[What you need to do]:
List every line of the listing below that contains the word "short".

━━ Data rows ━━

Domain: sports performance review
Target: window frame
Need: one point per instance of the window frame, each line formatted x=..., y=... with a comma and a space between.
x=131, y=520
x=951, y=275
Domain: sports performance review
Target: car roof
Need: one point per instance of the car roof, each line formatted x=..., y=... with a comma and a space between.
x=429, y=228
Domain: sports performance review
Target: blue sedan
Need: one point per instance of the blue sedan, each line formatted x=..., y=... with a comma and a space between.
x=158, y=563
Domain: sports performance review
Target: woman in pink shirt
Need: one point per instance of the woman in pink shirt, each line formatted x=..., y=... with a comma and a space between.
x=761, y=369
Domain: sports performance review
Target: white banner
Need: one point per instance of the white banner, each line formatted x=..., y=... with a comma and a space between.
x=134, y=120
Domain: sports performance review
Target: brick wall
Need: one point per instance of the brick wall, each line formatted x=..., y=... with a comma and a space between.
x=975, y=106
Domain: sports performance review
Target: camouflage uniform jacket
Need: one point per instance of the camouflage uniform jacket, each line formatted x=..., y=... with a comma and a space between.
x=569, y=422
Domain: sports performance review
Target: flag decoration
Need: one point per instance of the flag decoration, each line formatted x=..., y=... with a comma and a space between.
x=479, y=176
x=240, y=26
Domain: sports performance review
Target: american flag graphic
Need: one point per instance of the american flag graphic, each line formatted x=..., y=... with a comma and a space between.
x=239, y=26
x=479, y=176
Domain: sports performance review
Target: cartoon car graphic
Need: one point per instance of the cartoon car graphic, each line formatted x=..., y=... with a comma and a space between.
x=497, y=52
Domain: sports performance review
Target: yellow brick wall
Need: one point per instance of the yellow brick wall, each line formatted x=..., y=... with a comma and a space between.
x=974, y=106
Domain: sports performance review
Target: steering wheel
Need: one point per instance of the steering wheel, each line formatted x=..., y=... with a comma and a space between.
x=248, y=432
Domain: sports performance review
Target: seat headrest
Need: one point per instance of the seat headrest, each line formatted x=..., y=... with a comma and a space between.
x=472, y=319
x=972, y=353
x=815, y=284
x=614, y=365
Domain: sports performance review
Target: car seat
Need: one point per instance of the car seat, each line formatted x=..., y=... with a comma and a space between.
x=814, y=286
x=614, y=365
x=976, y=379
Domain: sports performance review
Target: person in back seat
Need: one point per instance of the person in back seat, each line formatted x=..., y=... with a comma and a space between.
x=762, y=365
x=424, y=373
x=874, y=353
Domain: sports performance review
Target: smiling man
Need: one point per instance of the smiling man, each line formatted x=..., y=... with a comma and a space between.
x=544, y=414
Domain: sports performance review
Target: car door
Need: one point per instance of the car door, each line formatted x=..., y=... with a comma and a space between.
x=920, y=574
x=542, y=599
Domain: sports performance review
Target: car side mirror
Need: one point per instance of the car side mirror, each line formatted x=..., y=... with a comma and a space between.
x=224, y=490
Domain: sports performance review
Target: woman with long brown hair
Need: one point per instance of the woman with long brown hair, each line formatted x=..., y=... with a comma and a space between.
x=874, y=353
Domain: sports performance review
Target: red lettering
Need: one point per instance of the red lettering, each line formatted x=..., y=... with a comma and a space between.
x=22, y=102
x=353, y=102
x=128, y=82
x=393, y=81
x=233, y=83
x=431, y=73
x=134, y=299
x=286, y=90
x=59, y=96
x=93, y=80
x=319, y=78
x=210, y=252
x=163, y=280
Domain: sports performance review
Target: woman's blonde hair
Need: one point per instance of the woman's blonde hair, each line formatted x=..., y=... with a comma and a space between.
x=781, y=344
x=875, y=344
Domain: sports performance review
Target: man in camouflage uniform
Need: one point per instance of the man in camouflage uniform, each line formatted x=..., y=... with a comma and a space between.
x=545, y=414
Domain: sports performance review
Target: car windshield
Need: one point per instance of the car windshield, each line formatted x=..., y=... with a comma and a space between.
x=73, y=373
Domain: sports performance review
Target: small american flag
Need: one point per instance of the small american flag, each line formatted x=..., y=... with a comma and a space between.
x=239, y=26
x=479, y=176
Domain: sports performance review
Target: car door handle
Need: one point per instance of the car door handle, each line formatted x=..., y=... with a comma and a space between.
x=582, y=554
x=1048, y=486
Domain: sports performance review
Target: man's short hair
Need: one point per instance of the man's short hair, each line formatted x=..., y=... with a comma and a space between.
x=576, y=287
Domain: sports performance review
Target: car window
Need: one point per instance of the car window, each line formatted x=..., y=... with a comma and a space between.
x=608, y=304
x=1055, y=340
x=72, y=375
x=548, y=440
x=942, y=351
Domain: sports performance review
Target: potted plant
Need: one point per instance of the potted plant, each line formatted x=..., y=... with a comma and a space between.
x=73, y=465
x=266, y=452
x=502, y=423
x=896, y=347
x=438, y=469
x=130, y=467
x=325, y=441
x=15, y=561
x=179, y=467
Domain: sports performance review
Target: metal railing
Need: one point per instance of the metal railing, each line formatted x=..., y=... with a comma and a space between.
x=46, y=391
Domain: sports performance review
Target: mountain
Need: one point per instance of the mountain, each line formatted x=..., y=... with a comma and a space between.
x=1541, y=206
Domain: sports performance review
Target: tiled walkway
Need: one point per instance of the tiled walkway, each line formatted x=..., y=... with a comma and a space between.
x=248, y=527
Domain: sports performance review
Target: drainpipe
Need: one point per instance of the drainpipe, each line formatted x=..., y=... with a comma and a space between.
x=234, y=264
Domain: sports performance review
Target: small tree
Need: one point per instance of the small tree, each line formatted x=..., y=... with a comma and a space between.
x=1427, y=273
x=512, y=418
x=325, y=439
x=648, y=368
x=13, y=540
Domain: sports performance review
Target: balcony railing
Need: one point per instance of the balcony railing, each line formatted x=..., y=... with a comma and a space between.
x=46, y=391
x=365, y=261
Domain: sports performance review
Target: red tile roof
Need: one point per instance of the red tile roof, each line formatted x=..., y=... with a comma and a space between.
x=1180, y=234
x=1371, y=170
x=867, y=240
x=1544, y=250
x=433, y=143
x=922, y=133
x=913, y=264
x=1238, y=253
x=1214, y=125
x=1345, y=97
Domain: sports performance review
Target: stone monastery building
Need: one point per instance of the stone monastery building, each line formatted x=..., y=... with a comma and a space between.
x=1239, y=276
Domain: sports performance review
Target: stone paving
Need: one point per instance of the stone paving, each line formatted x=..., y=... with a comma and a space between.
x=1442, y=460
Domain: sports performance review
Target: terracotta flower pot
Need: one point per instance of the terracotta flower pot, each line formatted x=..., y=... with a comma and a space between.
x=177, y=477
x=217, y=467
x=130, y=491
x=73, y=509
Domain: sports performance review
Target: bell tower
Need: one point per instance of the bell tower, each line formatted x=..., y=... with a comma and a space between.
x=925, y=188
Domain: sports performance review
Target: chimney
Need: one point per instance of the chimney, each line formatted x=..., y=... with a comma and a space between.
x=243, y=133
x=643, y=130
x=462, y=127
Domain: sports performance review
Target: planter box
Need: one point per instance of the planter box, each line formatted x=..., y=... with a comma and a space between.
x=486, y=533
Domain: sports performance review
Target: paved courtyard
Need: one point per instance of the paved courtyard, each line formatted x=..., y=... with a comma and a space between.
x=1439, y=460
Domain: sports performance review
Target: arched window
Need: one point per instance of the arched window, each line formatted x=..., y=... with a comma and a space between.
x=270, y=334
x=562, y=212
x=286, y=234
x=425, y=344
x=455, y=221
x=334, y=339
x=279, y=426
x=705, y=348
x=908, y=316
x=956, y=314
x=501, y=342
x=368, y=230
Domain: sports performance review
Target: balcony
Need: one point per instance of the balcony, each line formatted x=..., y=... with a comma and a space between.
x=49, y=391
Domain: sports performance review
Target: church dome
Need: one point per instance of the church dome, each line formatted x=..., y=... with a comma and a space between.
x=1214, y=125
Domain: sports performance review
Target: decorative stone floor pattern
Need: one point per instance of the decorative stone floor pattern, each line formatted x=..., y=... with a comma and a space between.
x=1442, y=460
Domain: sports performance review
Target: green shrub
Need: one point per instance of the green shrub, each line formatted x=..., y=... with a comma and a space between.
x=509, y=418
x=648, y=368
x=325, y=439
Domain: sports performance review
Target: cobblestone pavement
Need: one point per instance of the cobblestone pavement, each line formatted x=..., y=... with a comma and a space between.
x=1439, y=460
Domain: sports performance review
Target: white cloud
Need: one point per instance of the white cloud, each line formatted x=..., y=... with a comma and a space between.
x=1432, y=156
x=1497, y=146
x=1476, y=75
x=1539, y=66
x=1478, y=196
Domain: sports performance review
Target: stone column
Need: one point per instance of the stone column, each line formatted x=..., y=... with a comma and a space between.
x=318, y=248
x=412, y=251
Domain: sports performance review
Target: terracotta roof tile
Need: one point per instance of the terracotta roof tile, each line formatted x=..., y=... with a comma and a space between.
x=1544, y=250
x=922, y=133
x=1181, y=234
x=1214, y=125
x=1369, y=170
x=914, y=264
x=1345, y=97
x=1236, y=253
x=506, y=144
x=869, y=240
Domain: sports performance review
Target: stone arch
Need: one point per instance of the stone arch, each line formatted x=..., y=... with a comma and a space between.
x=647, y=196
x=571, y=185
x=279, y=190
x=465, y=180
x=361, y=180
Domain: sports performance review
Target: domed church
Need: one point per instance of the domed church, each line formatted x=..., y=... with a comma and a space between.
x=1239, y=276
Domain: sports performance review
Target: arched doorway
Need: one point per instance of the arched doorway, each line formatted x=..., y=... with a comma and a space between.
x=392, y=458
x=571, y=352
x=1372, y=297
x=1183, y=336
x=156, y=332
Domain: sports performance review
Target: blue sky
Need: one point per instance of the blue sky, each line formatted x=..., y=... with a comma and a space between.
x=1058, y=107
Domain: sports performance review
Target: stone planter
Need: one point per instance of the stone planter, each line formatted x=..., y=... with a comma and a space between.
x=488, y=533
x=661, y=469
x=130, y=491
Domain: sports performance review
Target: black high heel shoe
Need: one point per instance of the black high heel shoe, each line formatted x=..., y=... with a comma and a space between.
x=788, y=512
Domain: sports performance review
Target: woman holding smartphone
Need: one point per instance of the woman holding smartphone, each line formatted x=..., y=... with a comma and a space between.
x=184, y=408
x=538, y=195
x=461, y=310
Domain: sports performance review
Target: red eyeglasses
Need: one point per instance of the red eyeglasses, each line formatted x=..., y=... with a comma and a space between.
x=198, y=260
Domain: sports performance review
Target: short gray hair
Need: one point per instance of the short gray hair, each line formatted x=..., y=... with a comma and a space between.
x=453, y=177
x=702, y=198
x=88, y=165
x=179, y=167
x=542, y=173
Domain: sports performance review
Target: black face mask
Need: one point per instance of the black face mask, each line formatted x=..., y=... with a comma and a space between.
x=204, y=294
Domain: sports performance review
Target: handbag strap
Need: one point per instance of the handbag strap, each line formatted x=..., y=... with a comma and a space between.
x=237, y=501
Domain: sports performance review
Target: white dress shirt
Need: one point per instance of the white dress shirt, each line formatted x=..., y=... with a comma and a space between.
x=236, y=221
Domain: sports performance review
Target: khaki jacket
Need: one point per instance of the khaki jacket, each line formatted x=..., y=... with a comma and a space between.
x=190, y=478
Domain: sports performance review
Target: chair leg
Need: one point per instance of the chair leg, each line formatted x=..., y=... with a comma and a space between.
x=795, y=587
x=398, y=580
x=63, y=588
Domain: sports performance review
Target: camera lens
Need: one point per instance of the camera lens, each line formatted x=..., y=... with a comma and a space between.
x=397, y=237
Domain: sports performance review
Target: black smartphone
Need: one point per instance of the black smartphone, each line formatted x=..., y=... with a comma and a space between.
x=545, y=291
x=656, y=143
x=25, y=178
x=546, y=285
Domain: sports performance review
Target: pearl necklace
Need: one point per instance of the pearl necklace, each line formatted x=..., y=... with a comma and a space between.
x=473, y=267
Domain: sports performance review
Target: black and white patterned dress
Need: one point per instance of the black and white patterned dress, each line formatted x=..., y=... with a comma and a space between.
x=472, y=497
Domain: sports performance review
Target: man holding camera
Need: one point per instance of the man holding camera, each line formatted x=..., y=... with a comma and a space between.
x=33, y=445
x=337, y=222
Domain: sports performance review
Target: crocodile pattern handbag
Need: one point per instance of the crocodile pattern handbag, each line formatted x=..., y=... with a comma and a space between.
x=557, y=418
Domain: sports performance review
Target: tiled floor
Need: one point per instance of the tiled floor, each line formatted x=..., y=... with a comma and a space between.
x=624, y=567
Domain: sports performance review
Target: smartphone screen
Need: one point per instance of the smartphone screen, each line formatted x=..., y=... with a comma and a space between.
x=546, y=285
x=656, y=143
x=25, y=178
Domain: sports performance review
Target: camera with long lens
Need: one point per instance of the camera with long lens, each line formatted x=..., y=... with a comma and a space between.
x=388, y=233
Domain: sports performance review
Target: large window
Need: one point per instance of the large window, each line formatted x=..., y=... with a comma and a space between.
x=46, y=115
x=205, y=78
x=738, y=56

━━━

[Reply to the exercise]:
Target: man's short hair
Need: one point per instance of the man's short hair, each line formatted x=..., y=... with a comma and a space between.
Target: short gray hair
Need: one point per instance of the short gray hair, each line formatted x=..., y=... with a comma and a space between.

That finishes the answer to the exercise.